EXERCISE PROMPT
Check each line of the entries below for the string "Format"; copy every line where it appears.

(Referring expression pointing data)
++++++++++++++++++++

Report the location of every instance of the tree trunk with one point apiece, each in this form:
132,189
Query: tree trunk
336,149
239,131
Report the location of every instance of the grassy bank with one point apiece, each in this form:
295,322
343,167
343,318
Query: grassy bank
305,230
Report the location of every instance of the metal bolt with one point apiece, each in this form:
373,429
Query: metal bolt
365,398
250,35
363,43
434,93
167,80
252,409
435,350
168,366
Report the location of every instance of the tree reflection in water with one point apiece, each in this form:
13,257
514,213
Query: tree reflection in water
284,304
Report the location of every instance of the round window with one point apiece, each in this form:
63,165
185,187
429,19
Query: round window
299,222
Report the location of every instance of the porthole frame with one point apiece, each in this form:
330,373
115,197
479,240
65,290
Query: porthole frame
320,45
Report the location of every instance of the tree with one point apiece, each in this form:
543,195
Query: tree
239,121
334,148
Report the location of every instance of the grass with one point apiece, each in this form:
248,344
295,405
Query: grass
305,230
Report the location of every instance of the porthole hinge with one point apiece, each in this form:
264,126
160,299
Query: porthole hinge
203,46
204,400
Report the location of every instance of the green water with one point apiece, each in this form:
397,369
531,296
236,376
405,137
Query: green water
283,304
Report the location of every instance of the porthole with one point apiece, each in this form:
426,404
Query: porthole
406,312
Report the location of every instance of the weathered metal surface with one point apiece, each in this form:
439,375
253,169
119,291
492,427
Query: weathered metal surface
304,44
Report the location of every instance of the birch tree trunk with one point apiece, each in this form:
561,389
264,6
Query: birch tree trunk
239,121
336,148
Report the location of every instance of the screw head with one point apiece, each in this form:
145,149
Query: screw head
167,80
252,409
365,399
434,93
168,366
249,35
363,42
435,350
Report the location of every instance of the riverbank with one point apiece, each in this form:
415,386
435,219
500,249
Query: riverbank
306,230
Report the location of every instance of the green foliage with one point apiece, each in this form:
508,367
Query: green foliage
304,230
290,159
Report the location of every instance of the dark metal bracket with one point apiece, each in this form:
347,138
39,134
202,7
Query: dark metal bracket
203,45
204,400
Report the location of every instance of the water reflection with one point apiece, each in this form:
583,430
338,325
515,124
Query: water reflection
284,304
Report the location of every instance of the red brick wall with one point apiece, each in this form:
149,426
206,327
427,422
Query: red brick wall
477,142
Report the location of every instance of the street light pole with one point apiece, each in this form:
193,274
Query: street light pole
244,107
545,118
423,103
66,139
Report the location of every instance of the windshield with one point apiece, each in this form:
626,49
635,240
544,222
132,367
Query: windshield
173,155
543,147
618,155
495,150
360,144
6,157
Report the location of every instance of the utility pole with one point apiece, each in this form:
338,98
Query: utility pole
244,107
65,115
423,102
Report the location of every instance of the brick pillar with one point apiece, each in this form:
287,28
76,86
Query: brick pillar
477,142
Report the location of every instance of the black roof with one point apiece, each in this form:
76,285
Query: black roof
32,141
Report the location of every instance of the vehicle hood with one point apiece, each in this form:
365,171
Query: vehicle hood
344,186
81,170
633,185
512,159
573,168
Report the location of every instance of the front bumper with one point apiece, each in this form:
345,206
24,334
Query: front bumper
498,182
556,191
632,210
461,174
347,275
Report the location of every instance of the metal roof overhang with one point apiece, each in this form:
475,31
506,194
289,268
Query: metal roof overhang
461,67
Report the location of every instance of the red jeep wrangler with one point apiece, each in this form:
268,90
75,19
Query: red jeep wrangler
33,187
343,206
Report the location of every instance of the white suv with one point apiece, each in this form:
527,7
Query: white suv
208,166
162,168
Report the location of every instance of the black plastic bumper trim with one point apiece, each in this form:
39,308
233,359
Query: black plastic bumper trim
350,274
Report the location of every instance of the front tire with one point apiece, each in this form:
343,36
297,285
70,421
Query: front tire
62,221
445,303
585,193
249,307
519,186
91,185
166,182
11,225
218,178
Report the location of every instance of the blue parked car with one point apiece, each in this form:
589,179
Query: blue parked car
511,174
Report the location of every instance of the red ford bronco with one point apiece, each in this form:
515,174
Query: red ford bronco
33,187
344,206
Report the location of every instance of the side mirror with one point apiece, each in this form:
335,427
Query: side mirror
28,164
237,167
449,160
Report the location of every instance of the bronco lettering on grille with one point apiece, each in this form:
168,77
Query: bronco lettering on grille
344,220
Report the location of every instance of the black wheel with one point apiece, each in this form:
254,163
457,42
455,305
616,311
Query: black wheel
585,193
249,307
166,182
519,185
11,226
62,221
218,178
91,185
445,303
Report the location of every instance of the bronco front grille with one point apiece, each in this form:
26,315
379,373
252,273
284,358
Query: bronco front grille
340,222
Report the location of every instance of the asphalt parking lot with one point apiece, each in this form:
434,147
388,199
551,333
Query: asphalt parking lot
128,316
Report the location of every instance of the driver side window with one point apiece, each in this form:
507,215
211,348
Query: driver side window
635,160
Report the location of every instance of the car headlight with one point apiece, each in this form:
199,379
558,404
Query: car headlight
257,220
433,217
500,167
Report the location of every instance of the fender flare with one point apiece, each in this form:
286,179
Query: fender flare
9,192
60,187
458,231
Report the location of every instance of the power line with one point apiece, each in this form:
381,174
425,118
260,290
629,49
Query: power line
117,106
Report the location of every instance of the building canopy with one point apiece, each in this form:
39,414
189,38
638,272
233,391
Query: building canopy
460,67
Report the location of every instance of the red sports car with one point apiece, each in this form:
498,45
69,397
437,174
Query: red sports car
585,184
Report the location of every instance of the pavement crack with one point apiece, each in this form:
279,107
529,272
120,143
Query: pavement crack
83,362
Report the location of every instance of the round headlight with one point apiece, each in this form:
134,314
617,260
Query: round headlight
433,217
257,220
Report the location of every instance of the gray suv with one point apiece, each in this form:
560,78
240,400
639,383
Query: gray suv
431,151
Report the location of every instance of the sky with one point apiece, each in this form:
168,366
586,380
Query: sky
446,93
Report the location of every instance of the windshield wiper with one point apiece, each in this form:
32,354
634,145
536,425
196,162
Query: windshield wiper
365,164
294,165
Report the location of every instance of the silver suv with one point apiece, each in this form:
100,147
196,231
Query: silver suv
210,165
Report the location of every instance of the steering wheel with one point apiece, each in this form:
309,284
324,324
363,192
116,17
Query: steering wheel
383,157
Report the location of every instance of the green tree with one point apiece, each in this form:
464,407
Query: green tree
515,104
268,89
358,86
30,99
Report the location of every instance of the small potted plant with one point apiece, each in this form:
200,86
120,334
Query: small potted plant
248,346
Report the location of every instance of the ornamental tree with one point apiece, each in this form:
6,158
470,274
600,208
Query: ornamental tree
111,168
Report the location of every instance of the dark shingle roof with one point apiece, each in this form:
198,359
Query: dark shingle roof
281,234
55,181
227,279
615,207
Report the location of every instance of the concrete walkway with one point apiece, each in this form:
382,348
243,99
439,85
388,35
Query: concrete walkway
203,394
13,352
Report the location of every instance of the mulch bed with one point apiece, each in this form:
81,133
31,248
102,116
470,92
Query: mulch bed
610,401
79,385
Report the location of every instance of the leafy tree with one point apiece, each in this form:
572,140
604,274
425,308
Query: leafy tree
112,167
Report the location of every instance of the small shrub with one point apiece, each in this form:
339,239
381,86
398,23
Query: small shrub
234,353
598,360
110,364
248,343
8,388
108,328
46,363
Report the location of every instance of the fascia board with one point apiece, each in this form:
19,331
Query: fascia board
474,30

++++++++++++++++++++

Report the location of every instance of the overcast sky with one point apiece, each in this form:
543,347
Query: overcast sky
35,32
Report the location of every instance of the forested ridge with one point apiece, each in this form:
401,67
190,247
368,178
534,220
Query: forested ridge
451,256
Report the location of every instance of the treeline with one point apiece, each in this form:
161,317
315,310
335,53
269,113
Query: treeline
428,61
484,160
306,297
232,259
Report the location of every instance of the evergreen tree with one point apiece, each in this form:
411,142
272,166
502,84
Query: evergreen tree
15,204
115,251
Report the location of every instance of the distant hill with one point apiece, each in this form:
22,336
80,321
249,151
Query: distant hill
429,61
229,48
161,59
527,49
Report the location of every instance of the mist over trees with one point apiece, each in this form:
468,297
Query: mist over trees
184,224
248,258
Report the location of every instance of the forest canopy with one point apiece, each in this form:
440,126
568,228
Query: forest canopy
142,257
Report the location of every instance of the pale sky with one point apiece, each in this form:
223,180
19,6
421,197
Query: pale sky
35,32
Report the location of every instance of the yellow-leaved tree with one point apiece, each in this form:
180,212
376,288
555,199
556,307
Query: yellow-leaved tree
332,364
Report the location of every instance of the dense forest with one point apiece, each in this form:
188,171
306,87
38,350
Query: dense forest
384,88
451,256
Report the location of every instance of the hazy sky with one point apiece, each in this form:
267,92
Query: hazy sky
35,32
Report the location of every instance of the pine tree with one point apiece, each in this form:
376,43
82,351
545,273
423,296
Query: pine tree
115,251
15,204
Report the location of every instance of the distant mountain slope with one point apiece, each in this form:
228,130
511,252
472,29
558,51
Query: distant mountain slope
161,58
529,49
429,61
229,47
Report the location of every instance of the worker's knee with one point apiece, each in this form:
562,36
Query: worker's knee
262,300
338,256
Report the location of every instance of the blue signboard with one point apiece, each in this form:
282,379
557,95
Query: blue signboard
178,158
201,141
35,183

++++++++++++++++++++

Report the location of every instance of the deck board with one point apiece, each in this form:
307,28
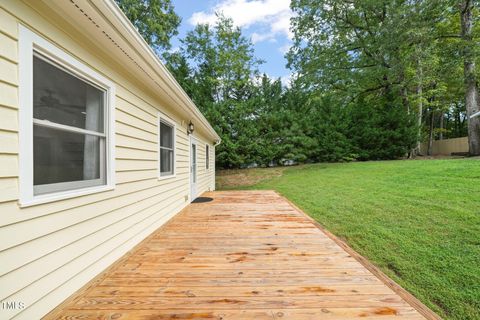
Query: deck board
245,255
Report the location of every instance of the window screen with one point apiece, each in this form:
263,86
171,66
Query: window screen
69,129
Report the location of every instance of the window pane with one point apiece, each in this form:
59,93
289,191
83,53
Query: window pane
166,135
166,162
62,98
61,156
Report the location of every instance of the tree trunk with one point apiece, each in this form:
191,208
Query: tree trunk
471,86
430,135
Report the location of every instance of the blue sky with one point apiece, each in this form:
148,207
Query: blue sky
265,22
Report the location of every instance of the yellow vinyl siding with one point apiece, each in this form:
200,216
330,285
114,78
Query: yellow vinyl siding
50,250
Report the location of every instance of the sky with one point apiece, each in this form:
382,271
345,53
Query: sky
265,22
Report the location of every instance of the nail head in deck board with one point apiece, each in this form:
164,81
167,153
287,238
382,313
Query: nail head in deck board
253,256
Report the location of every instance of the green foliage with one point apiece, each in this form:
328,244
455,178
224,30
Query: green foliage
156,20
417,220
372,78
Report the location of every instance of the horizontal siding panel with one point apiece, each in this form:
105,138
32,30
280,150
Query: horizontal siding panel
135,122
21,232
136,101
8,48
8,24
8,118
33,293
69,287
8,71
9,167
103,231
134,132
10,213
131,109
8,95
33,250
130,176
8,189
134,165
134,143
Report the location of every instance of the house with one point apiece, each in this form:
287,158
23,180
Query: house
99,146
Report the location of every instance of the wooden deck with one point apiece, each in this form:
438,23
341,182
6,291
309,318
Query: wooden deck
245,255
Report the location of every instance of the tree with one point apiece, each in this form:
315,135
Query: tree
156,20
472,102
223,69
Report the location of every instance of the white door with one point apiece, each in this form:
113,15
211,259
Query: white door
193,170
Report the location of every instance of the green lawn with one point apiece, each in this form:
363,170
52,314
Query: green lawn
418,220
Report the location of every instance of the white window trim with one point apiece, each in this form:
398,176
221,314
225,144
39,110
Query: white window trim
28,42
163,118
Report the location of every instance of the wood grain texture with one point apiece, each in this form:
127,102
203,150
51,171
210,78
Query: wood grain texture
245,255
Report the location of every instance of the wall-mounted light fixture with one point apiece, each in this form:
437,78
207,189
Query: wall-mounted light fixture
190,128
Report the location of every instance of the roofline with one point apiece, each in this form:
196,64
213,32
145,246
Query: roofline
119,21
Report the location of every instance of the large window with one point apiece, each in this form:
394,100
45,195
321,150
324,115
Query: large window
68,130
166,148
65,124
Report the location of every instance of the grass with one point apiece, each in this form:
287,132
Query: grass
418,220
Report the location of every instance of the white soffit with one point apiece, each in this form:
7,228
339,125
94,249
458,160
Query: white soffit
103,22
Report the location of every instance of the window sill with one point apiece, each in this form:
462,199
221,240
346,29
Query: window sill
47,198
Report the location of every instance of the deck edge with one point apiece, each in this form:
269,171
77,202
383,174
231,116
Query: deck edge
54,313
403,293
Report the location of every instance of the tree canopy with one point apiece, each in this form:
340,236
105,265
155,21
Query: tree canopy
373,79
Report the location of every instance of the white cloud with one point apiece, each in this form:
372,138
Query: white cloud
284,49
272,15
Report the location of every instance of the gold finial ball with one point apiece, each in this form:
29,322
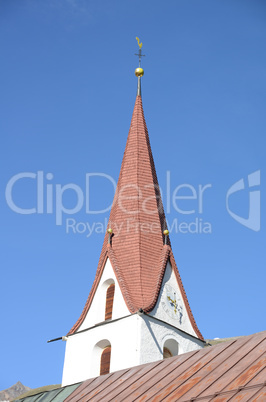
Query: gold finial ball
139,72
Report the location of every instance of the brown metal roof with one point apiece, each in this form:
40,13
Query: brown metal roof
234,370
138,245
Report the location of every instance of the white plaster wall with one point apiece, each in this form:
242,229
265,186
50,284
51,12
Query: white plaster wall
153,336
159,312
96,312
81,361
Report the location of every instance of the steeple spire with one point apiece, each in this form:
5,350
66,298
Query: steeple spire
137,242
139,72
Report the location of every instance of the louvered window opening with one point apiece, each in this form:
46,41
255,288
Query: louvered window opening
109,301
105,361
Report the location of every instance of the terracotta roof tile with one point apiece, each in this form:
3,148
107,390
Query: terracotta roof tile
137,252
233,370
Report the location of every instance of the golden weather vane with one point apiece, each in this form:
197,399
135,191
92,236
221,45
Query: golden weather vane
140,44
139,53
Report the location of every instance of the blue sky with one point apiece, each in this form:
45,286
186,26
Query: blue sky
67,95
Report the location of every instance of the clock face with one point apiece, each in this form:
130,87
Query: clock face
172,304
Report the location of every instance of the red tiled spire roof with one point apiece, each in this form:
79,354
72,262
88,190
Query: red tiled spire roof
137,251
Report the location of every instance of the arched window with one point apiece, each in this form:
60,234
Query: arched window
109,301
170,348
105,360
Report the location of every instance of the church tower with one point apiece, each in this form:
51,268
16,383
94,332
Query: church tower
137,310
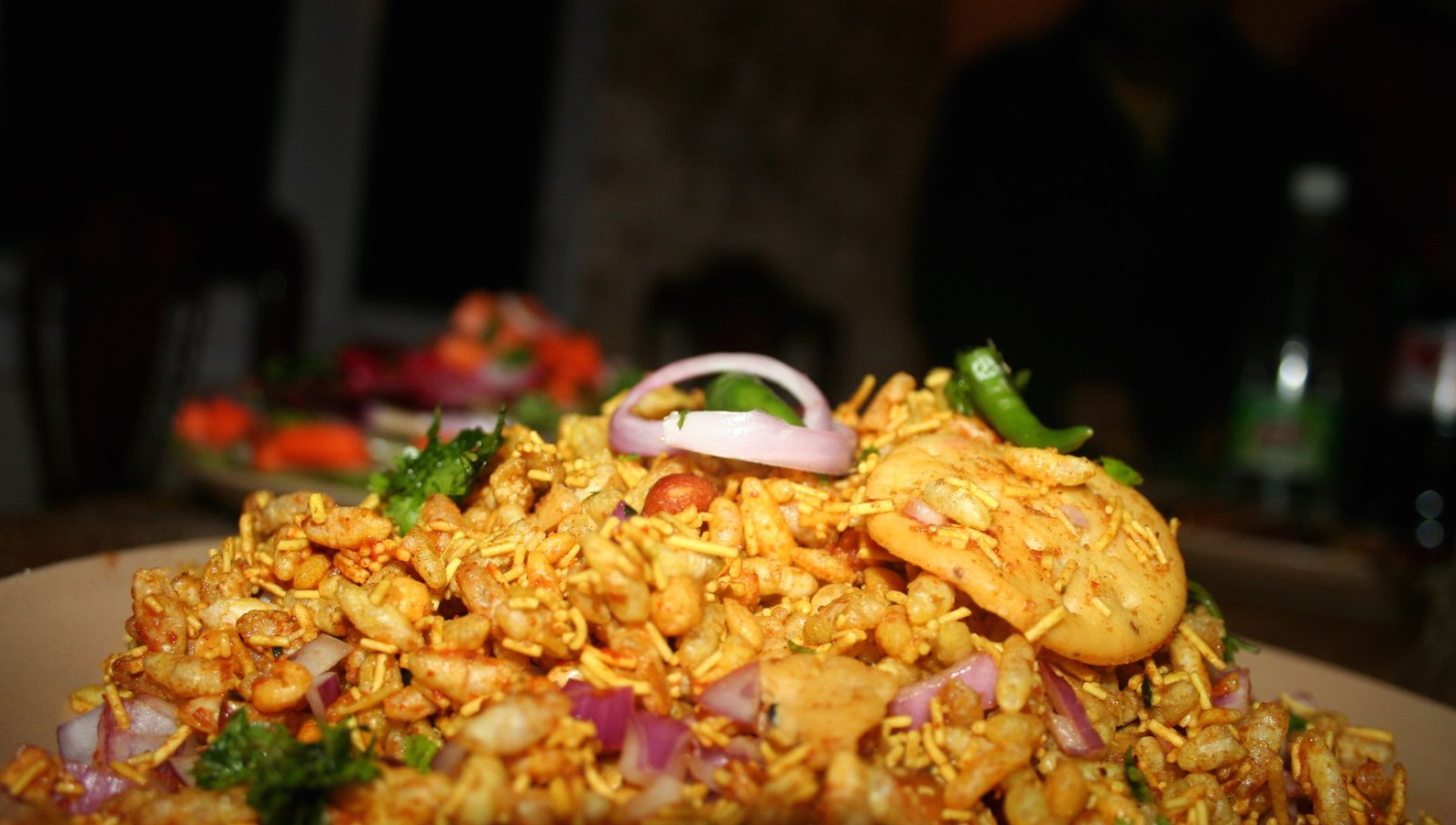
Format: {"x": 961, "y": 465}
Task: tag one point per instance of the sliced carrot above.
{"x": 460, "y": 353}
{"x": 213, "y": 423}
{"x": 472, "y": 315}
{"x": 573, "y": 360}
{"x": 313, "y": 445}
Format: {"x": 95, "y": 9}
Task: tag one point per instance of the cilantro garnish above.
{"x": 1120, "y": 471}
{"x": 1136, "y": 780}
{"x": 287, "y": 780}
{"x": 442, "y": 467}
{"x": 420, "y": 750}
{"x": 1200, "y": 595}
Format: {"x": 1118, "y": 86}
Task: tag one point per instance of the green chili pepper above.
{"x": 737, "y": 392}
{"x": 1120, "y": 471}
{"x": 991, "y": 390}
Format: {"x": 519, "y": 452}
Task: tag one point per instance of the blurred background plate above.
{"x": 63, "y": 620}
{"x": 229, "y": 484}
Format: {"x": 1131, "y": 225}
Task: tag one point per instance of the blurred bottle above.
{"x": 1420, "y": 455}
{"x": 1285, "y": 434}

++++++++++++++++++++

RESULT OF THIS TASK
Format: {"x": 961, "y": 465}
Format: {"x": 95, "y": 9}
Format: {"x": 1118, "y": 86}
Format: {"x": 519, "y": 452}
Format: {"x": 1131, "y": 225}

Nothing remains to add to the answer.